## Assigned task
Resume the FAQ on AI documentation for investor due diligence, writing on from its final sentence.
[Opening Reading text section]
Building the package at least six months before a planned raise or sale gives you time to identify gaps and close them without a deal clock running. Assembling the file mid-deal costs time, reveals gaps under pressure, and shifts leverage to the reviewer. Any section scoring below a 3 on a 0-5 completeness scale is a gap worth addressing well before a process opens.

Do investors ask for AI documentation in diligence?

A serious investor in 2026 is increasingly likely to ask, especially for AI-native companies or companies making material AI claims. Questions typically focus on who owns AI risk, what systems are running, what testing backs the claims in the pitch deck, what vendor rights exist, and what training data was used. The NIST AI RMF 1.0 has given reviewers a shared vocabulary that makes these questions more structured and consistent than they were even two years ago.

What happens if investors find gaps in my AI documentation during due diligence?

When gaps surface mid-deal, the reviewer extends the timeline, the conversation restarts, and your team spends weeks assembling documents instead of running the business. In M&A specifically, items you cannot score at a 4 or 5 on a 0-5 scale can become the basis for a post-closing indemnity claim, a price adjustment, or an escrow holdback. Staged completeness scored honestly is more credible to a reviewer than documentation that describes controls not actually in operation.

Does the EU AI Act require my company to have an AI diligence package?

The EU AI Act does not require a package labeled "AI diligence." It does impose specific obligations that produce the underlying documentation: Article 50 transparency obligations for content-generation and other covered features, Article 53 documentation duties for GPAI model providers, and the broader technical documentation and risk management requirements for high-risk AI systems. A company that has met those obligations will have most of the materials that go into a strong diligence package. For companies selling into EU markets, August 2, 2026 is the date when Article 50 and GPAI Chapter V enforcement consequences come into full effect.
[Closing Reading text section]
[Opening Entries shown section]
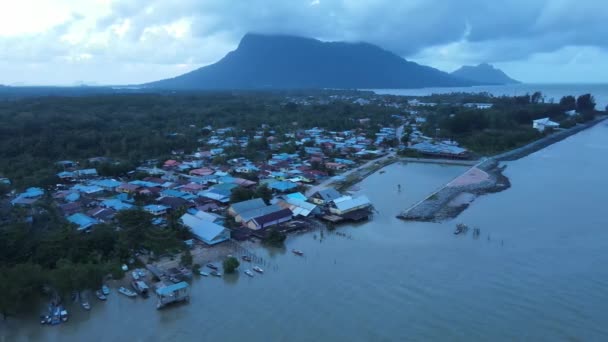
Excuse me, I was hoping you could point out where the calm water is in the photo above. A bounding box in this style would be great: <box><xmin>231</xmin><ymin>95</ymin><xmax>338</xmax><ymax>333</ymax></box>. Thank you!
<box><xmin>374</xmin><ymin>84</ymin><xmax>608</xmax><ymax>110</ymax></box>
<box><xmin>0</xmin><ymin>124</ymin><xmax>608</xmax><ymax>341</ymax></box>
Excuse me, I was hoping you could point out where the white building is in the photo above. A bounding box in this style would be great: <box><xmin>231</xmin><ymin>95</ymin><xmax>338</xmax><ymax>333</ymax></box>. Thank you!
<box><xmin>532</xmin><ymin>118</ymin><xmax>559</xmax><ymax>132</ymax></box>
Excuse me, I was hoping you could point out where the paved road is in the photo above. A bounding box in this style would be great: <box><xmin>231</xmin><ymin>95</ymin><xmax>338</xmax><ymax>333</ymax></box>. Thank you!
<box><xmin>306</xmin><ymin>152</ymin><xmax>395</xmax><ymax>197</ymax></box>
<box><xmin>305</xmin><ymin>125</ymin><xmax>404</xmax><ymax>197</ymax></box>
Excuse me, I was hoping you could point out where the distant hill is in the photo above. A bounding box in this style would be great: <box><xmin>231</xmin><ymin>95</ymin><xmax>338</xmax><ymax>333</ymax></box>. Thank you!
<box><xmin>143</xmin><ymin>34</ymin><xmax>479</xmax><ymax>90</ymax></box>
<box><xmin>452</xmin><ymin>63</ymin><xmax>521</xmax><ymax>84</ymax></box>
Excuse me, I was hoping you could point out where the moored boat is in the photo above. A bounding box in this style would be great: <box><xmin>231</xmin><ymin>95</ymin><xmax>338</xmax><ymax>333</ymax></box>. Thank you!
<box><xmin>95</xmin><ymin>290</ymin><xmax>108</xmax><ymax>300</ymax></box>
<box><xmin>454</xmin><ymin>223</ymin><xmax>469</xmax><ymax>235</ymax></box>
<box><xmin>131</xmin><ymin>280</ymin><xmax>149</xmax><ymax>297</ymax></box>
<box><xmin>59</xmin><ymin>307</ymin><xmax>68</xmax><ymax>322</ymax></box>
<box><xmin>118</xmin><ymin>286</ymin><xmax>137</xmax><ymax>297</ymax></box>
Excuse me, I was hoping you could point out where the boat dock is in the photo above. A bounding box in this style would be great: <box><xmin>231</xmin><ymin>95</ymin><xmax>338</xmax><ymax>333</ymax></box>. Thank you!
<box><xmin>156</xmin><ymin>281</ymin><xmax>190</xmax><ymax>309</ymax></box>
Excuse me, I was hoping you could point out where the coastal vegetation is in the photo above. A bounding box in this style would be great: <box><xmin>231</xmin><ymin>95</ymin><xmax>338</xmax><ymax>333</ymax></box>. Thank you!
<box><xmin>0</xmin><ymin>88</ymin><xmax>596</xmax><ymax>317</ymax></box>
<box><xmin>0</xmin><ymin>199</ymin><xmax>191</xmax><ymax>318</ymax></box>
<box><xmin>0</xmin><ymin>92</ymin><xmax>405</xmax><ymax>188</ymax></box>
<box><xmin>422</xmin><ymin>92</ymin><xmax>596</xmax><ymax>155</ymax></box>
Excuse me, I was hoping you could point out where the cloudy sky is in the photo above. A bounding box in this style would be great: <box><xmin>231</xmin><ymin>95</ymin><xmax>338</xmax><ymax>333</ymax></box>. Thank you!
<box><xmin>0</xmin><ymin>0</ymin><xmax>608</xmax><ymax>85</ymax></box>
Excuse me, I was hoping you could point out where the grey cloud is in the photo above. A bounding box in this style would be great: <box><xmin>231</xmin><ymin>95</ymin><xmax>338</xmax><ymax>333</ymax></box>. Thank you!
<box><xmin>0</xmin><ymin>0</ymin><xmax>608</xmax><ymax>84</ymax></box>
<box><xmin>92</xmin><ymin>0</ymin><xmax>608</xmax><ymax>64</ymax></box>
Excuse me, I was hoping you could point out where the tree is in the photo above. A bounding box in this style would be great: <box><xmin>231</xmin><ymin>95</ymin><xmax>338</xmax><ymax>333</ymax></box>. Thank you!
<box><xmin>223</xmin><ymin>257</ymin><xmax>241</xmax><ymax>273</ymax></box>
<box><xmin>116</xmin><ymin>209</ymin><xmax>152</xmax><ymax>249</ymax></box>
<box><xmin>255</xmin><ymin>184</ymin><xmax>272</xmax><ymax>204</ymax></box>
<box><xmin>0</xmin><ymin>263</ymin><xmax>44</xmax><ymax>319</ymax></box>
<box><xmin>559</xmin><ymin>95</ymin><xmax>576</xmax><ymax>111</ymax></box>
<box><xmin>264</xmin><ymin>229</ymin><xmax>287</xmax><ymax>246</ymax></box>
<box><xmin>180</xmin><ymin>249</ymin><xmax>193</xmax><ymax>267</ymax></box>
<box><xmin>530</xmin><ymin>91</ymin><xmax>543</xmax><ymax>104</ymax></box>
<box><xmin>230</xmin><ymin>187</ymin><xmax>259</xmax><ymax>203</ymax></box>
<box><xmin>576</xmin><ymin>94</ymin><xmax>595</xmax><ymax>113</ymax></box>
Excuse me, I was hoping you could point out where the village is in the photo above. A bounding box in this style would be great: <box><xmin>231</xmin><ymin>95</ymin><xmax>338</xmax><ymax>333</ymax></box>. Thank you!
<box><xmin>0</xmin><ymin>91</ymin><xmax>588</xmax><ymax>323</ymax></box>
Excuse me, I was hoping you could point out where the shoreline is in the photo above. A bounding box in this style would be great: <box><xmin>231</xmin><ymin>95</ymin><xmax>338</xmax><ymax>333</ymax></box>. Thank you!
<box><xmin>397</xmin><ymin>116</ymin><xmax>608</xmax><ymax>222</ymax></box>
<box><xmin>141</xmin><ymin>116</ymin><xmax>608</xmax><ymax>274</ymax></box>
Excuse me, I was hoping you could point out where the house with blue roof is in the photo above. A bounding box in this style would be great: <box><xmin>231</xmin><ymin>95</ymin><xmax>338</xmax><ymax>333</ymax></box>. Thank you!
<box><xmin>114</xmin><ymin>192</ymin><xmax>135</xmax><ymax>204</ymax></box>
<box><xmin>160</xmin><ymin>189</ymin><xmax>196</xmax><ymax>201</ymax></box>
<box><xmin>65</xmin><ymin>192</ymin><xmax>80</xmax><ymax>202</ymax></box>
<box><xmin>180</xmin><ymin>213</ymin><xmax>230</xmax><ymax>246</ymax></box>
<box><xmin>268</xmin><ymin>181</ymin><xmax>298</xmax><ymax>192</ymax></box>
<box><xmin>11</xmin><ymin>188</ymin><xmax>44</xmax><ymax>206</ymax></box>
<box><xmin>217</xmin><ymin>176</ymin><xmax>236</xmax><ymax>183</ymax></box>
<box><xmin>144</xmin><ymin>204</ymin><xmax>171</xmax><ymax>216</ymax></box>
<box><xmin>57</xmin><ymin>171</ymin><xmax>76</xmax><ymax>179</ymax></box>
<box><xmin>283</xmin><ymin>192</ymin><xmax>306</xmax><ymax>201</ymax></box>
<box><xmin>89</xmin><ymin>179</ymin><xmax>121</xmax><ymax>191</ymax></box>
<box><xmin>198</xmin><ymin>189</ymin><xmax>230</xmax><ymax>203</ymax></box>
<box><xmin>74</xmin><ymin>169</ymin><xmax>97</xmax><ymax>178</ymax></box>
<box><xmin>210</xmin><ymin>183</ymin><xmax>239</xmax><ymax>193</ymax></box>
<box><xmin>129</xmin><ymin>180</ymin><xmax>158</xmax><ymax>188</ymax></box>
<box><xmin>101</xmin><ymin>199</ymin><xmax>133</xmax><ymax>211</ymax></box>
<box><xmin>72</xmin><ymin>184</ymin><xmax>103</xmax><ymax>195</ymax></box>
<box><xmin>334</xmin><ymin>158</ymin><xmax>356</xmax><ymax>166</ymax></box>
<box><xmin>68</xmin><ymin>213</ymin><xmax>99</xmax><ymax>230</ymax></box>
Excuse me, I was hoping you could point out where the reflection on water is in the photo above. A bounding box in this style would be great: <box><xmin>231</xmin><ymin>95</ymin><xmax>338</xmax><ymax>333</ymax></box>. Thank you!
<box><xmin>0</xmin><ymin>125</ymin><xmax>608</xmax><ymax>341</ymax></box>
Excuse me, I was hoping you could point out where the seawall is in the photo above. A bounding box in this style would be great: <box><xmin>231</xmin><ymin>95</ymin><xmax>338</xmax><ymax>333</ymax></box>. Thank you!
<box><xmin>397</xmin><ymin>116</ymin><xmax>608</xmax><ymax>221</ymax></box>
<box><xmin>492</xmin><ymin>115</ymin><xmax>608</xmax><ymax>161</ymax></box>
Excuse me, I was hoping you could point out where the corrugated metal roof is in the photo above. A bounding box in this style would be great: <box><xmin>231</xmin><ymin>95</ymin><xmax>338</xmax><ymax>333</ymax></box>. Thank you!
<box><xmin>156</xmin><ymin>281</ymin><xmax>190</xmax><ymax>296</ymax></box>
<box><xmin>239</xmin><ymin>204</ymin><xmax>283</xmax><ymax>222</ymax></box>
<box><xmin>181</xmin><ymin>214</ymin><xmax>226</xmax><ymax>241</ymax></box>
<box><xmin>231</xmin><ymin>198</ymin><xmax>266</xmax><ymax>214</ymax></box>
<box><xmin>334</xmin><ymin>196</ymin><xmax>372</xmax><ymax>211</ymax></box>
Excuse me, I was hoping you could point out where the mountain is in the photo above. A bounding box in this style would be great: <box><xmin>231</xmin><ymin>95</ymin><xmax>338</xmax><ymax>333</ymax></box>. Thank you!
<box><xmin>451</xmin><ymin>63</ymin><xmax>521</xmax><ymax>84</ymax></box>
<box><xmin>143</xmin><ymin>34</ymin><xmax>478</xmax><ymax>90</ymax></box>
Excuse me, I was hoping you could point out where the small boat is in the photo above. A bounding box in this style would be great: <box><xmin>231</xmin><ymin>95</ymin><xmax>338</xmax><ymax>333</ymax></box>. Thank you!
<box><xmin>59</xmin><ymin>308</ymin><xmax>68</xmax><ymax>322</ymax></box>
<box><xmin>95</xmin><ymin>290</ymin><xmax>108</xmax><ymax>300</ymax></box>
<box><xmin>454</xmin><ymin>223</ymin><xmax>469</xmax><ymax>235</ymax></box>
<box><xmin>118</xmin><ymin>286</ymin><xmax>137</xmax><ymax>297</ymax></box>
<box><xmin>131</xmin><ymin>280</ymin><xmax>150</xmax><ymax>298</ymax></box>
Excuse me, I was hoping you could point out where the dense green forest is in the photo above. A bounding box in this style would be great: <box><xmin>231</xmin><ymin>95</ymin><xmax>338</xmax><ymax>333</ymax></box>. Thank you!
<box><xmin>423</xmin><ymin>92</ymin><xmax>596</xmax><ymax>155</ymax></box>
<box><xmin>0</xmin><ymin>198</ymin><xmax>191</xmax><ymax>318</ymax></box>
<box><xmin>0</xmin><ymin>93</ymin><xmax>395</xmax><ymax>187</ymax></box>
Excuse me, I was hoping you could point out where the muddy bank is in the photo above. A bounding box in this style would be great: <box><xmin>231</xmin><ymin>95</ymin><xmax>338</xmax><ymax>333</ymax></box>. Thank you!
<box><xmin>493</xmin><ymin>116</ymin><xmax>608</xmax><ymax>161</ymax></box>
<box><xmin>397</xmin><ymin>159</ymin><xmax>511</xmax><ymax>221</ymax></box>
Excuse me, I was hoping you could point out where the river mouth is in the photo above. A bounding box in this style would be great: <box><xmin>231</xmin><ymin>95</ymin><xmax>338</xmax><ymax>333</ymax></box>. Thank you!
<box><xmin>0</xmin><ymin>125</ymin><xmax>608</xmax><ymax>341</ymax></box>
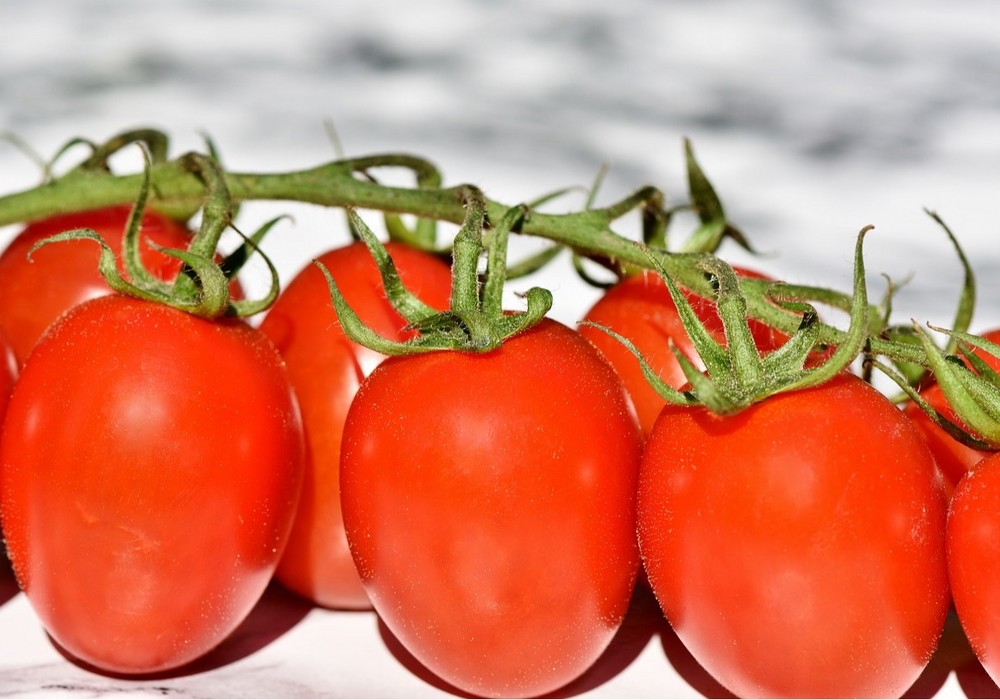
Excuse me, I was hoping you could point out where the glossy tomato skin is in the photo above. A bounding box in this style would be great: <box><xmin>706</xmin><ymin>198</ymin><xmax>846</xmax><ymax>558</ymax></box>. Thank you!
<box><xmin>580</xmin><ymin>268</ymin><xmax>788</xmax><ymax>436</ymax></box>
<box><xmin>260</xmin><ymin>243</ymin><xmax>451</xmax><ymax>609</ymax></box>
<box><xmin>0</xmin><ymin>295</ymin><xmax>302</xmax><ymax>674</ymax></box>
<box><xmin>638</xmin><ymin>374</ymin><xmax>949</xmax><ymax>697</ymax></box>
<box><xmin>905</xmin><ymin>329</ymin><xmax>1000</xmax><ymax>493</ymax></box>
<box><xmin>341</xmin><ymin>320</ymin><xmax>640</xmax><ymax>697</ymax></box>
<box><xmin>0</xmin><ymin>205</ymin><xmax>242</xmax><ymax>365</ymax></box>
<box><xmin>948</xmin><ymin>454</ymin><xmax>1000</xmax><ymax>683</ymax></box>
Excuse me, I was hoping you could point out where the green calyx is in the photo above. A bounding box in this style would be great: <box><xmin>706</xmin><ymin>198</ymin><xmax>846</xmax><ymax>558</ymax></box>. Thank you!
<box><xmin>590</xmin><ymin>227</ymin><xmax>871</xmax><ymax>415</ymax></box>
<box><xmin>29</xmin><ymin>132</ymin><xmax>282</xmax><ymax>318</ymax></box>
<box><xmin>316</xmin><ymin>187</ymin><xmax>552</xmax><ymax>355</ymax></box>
[Closing Entries shown section]
## Answer space
Closing Perspective

In my experience, the gap between what most founding teams have assembled and what a serious reviewer expects has grown materially in the last 18 months. The enforcement calendar is real. The training-data litigation is actively moving. And the reviewers asking these questions now share a common vocabulary, the NIST AI RMF, that makes the gaps easier to name and harder to paper over.

A founder who builds the evidence file now controls the terms of the conversation when a deal arrives. A founder who starts assembling it in response to a diligence request is already behind.

The goal is not perfect documentation. It is evidence that reflects what you actually have, organized clearly enough that a reviewer can find their way through it without your help. The diligence package is the proof that a governance process is running, and the founders who treat governance as a continuous operating process rather than a pre-deal sprint are the ones who set the terms, not the ones who accept them.

Two cases will tell us where this is headed: the Third Circuit's decision in Thomson Reuters v. Ross Intelligence and the Andersen v. Stability AI district-court proceedings. Both will shape how acquirers price training-data risk into deal structures. Founders who have already built their Section 5 documentation will be in a far stronger position to have those conversations on their own terms.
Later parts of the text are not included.